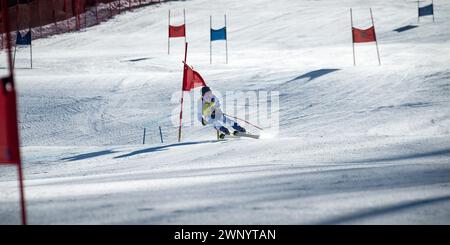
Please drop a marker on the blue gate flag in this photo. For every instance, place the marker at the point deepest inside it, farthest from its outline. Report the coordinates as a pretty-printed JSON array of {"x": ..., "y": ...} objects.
[
  {"x": 23, "y": 40},
  {"x": 220, "y": 34},
  {"x": 426, "y": 10}
]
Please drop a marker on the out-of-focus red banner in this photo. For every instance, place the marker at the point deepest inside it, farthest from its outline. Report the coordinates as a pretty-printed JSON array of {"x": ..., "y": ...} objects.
[
  {"x": 177, "y": 31},
  {"x": 364, "y": 36}
]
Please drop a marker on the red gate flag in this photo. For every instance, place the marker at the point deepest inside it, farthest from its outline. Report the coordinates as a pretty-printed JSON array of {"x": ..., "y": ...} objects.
[
  {"x": 191, "y": 79},
  {"x": 177, "y": 31},
  {"x": 9, "y": 140},
  {"x": 364, "y": 36}
]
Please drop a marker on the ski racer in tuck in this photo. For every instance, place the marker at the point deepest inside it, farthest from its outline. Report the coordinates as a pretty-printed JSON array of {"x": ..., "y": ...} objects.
[{"x": 209, "y": 113}]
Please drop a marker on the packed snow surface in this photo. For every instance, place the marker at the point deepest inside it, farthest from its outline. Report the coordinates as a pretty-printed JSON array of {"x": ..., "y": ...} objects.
[{"x": 363, "y": 144}]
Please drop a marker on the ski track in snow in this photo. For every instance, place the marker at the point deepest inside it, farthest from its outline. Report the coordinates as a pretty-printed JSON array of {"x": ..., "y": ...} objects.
[{"x": 357, "y": 145}]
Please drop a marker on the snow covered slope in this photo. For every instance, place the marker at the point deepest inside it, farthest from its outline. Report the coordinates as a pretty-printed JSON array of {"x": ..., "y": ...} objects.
[{"x": 364, "y": 144}]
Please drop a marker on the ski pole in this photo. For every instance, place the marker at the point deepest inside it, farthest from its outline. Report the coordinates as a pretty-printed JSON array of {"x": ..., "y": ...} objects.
[{"x": 245, "y": 121}]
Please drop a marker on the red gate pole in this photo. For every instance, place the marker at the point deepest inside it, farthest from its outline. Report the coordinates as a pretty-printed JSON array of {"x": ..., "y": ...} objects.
[
  {"x": 5, "y": 18},
  {"x": 31, "y": 34},
  {"x": 168, "y": 36},
  {"x": 353, "y": 38},
  {"x": 110, "y": 10},
  {"x": 210, "y": 41},
  {"x": 85, "y": 15},
  {"x": 226, "y": 38},
  {"x": 54, "y": 15},
  {"x": 185, "y": 32},
  {"x": 96, "y": 11},
  {"x": 182, "y": 92},
  {"x": 39, "y": 18}
]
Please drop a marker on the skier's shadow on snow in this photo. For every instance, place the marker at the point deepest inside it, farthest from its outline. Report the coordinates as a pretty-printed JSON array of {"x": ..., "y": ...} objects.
[
  {"x": 437, "y": 153},
  {"x": 386, "y": 210},
  {"x": 88, "y": 155},
  {"x": 162, "y": 148},
  {"x": 313, "y": 75}
]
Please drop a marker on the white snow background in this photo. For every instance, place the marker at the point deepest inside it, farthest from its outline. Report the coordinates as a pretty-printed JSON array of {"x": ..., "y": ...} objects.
[{"x": 357, "y": 145}]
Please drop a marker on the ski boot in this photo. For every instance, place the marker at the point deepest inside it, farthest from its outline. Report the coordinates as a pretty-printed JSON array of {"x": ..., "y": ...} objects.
[
  {"x": 238, "y": 129},
  {"x": 223, "y": 131}
]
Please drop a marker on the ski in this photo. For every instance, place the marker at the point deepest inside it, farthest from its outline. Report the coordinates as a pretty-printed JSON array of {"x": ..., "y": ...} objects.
[{"x": 240, "y": 135}]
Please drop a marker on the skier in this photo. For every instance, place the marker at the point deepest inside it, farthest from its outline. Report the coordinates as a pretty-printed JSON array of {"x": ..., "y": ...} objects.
[{"x": 209, "y": 112}]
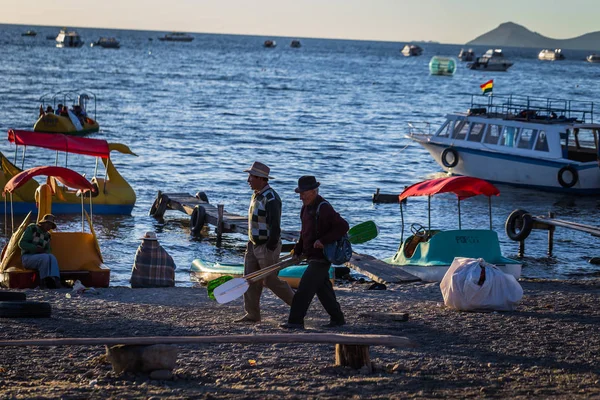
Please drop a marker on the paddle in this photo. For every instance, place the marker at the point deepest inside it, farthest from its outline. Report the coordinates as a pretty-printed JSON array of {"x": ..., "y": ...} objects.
[{"x": 231, "y": 289}]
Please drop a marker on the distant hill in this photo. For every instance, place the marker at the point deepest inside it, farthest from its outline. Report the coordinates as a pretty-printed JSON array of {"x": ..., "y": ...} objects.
[{"x": 510, "y": 34}]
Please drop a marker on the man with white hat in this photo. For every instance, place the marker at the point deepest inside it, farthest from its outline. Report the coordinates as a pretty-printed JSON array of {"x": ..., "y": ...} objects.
[
  {"x": 264, "y": 241},
  {"x": 36, "y": 252},
  {"x": 153, "y": 266}
]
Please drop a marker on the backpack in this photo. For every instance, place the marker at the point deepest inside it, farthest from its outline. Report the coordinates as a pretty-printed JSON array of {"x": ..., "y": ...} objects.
[{"x": 338, "y": 252}]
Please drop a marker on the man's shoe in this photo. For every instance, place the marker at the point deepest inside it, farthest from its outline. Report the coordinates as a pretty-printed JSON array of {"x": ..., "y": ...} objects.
[
  {"x": 247, "y": 320},
  {"x": 334, "y": 324},
  {"x": 289, "y": 325}
]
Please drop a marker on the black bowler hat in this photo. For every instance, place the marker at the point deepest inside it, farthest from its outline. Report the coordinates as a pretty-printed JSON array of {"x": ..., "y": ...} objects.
[{"x": 306, "y": 182}]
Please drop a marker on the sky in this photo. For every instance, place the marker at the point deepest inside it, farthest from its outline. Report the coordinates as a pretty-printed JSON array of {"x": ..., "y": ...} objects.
[{"x": 445, "y": 21}]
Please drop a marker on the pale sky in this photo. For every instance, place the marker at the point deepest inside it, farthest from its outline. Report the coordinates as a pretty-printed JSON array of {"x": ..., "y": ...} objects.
[{"x": 445, "y": 21}]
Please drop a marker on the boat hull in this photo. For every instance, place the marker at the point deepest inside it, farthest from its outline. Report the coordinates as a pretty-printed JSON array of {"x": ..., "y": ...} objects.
[
  {"x": 517, "y": 170},
  {"x": 204, "y": 271}
]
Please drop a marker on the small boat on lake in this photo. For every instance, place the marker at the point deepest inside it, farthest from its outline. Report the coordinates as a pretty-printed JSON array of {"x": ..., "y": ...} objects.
[
  {"x": 593, "y": 58},
  {"x": 106, "y": 43},
  {"x": 428, "y": 252},
  {"x": 466, "y": 55},
  {"x": 77, "y": 252},
  {"x": 56, "y": 116},
  {"x": 492, "y": 60},
  {"x": 115, "y": 195},
  {"x": 176, "y": 37},
  {"x": 68, "y": 38},
  {"x": 551, "y": 55},
  {"x": 205, "y": 271},
  {"x": 538, "y": 143},
  {"x": 411, "y": 50}
]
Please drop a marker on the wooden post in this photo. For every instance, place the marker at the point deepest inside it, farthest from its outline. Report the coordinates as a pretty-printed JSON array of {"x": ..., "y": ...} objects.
[
  {"x": 355, "y": 356},
  {"x": 550, "y": 235},
  {"x": 220, "y": 209}
]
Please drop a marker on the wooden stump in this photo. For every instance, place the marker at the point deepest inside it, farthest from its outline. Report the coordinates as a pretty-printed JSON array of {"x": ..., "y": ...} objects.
[{"x": 355, "y": 356}]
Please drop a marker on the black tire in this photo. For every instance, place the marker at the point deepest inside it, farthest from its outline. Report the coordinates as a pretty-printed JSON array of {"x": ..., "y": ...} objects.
[
  {"x": 12, "y": 296},
  {"x": 568, "y": 183},
  {"x": 24, "y": 309},
  {"x": 197, "y": 220},
  {"x": 454, "y": 157},
  {"x": 159, "y": 207},
  {"x": 518, "y": 225},
  {"x": 202, "y": 196}
]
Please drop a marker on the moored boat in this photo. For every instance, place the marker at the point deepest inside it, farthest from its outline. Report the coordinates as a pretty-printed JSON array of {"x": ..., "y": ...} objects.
[
  {"x": 56, "y": 116},
  {"x": 115, "y": 196},
  {"x": 551, "y": 55},
  {"x": 78, "y": 253},
  {"x": 428, "y": 253},
  {"x": 492, "y": 60},
  {"x": 205, "y": 271},
  {"x": 538, "y": 143}
]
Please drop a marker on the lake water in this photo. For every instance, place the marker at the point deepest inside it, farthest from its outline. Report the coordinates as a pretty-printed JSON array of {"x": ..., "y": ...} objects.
[{"x": 197, "y": 114}]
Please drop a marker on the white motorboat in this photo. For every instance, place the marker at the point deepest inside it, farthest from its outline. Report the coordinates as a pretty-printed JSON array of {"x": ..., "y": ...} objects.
[
  {"x": 466, "y": 55},
  {"x": 68, "y": 38},
  {"x": 551, "y": 55},
  {"x": 492, "y": 60},
  {"x": 410, "y": 50},
  {"x": 176, "y": 37},
  {"x": 537, "y": 143}
]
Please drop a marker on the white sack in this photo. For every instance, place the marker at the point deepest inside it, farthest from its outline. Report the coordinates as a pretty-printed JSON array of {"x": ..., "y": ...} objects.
[{"x": 460, "y": 289}]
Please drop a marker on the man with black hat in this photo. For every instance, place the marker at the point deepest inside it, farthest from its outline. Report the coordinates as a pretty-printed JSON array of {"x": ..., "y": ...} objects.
[
  {"x": 36, "y": 252},
  {"x": 321, "y": 225},
  {"x": 264, "y": 244}
]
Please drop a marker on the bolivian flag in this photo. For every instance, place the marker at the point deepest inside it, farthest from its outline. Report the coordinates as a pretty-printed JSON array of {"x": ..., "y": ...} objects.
[{"x": 487, "y": 87}]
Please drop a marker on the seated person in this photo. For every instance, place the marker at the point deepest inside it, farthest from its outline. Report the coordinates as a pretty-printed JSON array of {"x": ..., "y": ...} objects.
[
  {"x": 152, "y": 266},
  {"x": 36, "y": 253}
]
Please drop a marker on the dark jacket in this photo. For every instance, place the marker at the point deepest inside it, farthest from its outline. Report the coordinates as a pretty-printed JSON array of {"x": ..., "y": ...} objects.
[{"x": 331, "y": 227}]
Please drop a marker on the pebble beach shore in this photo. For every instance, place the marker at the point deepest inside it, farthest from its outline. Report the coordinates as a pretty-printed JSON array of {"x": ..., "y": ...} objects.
[{"x": 549, "y": 347}]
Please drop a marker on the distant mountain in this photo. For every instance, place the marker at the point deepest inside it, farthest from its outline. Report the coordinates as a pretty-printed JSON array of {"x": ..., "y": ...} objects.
[{"x": 510, "y": 34}]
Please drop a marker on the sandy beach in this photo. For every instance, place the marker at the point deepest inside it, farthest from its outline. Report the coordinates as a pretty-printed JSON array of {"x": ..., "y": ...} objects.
[{"x": 548, "y": 348}]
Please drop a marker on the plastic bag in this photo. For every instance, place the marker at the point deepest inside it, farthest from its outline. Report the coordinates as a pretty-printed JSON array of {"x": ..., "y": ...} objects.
[{"x": 473, "y": 284}]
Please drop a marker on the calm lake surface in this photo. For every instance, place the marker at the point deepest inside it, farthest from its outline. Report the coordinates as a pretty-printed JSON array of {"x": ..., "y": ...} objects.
[{"x": 197, "y": 114}]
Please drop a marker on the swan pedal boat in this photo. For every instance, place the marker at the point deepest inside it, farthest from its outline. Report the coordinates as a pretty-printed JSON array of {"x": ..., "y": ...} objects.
[
  {"x": 428, "y": 253},
  {"x": 205, "y": 271},
  {"x": 115, "y": 196},
  {"x": 78, "y": 253}
]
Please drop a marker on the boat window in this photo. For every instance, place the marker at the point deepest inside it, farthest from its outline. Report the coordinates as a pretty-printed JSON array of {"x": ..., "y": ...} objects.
[
  {"x": 493, "y": 134},
  {"x": 476, "y": 132},
  {"x": 509, "y": 136},
  {"x": 542, "y": 142},
  {"x": 527, "y": 138},
  {"x": 460, "y": 130}
]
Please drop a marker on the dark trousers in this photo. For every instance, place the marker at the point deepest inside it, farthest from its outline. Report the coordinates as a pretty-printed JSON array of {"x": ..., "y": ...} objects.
[{"x": 315, "y": 280}]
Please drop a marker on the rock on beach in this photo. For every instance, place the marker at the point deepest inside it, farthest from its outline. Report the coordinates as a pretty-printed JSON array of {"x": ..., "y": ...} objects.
[{"x": 548, "y": 347}]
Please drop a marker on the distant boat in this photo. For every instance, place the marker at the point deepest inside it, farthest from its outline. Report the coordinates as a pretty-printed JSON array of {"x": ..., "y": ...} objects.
[
  {"x": 410, "y": 50},
  {"x": 595, "y": 58},
  {"x": 551, "y": 55},
  {"x": 176, "y": 37},
  {"x": 492, "y": 60},
  {"x": 466, "y": 55},
  {"x": 67, "y": 38},
  {"x": 107, "y": 43}
]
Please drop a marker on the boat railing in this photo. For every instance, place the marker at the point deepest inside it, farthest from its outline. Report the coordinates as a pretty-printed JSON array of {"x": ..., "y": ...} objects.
[
  {"x": 534, "y": 108},
  {"x": 419, "y": 128}
]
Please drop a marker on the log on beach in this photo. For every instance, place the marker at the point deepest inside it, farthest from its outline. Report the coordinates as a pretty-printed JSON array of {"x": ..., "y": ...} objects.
[{"x": 547, "y": 347}]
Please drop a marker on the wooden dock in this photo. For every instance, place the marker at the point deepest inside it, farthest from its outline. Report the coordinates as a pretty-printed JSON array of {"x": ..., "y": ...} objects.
[{"x": 226, "y": 222}]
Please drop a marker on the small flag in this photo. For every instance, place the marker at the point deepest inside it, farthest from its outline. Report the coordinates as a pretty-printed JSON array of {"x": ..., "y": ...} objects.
[{"x": 487, "y": 87}]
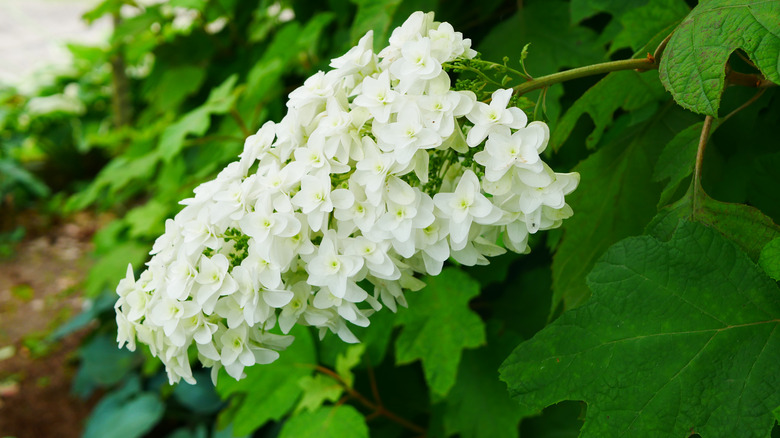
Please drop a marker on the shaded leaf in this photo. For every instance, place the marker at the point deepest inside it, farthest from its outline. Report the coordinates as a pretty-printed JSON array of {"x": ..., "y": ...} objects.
[
  {"x": 770, "y": 258},
  {"x": 641, "y": 24},
  {"x": 317, "y": 390},
  {"x": 680, "y": 337},
  {"x": 744, "y": 225},
  {"x": 615, "y": 199},
  {"x": 337, "y": 422},
  {"x": 555, "y": 44},
  {"x": 693, "y": 67},
  {"x": 197, "y": 121},
  {"x": 125, "y": 413},
  {"x": 348, "y": 360},
  {"x": 677, "y": 160},
  {"x": 270, "y": 391},
  {"x": 438, "y": 325},
  {"x": 627, "y": 90},
  {"x": 373, "y": 15},
  {"x": 479, "y": 405}
]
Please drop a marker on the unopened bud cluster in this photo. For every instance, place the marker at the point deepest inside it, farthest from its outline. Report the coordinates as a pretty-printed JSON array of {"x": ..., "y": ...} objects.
[{"x": 379, "y": 172}]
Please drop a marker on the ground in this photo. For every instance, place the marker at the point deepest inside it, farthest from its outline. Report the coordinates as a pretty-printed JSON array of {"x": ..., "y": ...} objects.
[{"x": 39, "y": 289}]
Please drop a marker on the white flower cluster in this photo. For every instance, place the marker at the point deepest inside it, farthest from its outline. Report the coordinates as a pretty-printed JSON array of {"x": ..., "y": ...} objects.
[{"x": 331, "y": 213}]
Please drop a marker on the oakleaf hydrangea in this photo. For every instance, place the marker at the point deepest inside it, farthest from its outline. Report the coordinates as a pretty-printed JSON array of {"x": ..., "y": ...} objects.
[{"x": 379, "y": 173}]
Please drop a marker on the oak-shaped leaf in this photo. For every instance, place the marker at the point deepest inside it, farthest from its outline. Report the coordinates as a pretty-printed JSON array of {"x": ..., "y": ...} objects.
[
  {"x": 438, "y": 325},
  {"x": 679, "y": 337},
  {"x": 693, "y": 66}
]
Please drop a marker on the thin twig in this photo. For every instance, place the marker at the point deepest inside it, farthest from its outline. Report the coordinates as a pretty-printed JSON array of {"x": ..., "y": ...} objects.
[
  {"x": 581, "y": 72},
  {"x": 659, "y": 51},
  {"x": 376, "y": 409},
  {"x": 705, "y": 135}
]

(Activity) With the line containing "Please drop a marker on the thin" as the start and the last line of the material above as the end, copy that run of lines exactly, both ends included, and nothing more.

(Your response)
Please drop a marker on the thin twig in this photo. For every instance, place the marker at the point deepest inside it, farthest from its outline. Report the coordinates as a pretty-printed JSON array of {"x": ..., "y": ...} objects.
[
  {"x": 581, "y": 72},
  {"x": 659, "y": 51},
  {"x": 376, "y": 409},
  {"x": 705, "y": 135}
]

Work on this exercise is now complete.